**GIVEN TEXT:**
'''
With no difference in resting diameter (Table 1), the reduction in 2A blood flow in OM vs. YM is explained by lower velocity of red blood cells. Baseline Vm remained stable during experiments but was reduced by more than half (P < 0.05) in OM vs. YM (Fig. 5B). Recorded during the peak of ROV diameter responses, there was no significant effect of contractile activity on Vm in either YM or OM. Thus, Vm was consistently reduced in OM and this is consistent with flow restriction by vessels located upstream from the exposed muscle (e.g. proximal feed arteries; VanTeeffelen & Segal, 2003). Nearly identical relationships were apparent for WSR (Fig. 5C), with OM having consistently lower values relative to YM (P < 0.05) at rest and in response to tetanic contraction.

Steady-state vasodilatation and blood flow with rhythmic contractions

From similar baseline diameters (Table 1), arteriolar dilatations consistently reached a stable plateau during 30 s of rhythmic contractions at 2, 4 and 8 Hz. The magnitude of dilatation increased with stimulation frequency for all experimental groups (P < 0.05). In marked contrast to ROV responses (Figs 2 and 3), neither age nor sex had a significant effect on the magnitude of diameter changes to rhythmic contractions (Fig. 6A) as arterioles of YM, YF, OM and OF all exhibited similar dilatations under these conditions.

Figure 6. With rhythmic contractions, arteriolar dilatations are independent of age or sex yet blood flow is blunted in OM.

Figure 6

A, with no difference in resting or maximal diameters (Table 1), the magnitude of arteriolar dilatation increased with contraction frequency in a similar manner for each experimental group. *Main effect of stimulus frequency, P < 0.05 (n= 6–18 per group). B, blood flows at rest (baseline) and in response to 30 s of rhythmic contractions were restricted by more than half in OM compared to YM. *P < 0.05, OM vs. YM (n= 6 per group). Abbreviations are defined in Fig. 2 legend.

Arteriolar blood flow increased with stimulation frequency (P < 0.05) for both YM and OM. Peak responses in YM (2.3 ± 0.6 to 3.5 ± 0.8 nl s−1) were 2- to 3-fold greater (P < 0.05) than those recorded in OM (Fig. 6B) despite similar increases in arteriolar diameter, providing additional evidence for an upstream restriction of blood flow in OM compared to YM.
'''
[Saved data entries]
'''
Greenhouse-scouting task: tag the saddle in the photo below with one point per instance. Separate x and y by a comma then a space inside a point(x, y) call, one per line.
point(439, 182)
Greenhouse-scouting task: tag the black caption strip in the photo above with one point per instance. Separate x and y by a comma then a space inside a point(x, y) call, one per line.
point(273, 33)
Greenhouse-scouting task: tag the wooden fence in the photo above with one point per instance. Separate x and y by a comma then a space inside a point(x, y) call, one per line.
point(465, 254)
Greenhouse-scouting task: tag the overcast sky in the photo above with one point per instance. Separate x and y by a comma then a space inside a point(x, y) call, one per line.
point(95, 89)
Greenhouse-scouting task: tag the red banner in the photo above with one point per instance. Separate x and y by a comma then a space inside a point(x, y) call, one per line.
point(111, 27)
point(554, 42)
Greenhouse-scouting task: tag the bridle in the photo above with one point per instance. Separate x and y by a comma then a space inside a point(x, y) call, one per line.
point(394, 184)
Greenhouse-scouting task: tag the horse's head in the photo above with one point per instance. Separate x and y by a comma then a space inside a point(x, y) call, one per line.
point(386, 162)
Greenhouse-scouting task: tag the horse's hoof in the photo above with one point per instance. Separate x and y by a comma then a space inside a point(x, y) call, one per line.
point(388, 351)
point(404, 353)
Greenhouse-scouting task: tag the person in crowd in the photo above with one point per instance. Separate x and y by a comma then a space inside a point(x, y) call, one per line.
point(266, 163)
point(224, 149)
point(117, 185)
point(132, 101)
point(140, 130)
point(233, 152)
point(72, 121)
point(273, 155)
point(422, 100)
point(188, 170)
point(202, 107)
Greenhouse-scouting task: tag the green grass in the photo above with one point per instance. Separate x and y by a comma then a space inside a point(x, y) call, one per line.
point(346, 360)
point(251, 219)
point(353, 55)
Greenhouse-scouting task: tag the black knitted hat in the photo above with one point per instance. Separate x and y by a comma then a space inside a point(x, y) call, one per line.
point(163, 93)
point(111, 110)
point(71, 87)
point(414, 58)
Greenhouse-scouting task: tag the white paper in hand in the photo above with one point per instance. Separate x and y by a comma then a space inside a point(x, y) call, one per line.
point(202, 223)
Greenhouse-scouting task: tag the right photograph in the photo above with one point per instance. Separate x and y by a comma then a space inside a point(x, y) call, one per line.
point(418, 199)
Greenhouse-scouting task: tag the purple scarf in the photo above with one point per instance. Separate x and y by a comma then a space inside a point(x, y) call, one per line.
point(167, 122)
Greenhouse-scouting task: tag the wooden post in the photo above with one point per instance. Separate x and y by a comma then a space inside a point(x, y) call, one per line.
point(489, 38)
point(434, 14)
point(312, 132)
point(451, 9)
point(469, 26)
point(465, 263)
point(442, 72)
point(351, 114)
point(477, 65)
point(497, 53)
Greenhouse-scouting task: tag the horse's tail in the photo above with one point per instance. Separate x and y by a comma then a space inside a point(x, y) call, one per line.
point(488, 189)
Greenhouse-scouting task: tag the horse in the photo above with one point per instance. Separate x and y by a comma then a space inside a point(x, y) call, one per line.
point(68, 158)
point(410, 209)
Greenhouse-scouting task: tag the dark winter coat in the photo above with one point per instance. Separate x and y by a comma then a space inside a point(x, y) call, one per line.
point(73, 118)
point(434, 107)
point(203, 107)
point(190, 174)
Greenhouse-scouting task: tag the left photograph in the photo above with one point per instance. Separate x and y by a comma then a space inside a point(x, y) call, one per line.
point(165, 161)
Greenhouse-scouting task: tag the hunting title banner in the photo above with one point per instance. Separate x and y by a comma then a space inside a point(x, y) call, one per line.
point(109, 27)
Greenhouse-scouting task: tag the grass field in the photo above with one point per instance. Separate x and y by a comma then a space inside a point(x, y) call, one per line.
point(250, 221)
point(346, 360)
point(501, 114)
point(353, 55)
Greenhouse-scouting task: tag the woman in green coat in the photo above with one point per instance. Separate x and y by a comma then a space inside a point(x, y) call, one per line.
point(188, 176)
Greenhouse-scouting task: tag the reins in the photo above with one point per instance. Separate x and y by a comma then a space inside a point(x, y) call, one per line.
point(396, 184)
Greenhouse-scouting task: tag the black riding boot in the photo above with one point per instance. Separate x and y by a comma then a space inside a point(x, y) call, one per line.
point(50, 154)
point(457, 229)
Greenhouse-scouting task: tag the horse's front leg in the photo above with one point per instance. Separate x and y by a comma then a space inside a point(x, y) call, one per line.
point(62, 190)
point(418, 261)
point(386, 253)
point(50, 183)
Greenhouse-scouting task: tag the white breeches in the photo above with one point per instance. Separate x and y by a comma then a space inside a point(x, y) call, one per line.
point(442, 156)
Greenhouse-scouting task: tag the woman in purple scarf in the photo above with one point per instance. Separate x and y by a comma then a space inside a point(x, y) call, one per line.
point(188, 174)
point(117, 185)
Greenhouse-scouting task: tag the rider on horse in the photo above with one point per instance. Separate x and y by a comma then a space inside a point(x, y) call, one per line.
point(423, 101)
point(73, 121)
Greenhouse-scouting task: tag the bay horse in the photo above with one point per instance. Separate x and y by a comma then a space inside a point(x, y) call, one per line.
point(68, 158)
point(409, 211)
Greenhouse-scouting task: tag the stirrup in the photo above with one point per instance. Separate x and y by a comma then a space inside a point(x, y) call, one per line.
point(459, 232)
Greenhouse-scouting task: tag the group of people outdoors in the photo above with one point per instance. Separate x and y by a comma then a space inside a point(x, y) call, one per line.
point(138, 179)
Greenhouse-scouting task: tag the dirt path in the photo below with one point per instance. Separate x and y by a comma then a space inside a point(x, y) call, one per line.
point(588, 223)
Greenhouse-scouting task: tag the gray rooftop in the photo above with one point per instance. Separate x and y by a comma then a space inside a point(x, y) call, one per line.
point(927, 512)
'''
**TRY IT:**
Reproduce the text on arteriolar blood flow from "From similar baseline" up to and including "blunted in OM.".

**SOLUTION TO THE PROBLEM:**
From similar baseline diameters (Table 1), arteriolar dilatations consistently reached a stable plateau during 30 s of rhythmic contractions at 2, 4 and 8 Hz. The magnitude of dilatation increased with stimulation frequency for all experimental groups (P < 0.05). In marked contrast to ROV responses (Figs 2 and 3), neither age nor sex had a significant effect on the magnitude of diameter changes to rhythmic contractions (Fig. 6A) as arterioles of YM, YF, OM and OF all exhibited similar dilatations under these conditions.

Figure 6. With rhythmic contractions, arteriolar dilatations are independent of age or sex yet blood flow is blunted in OM.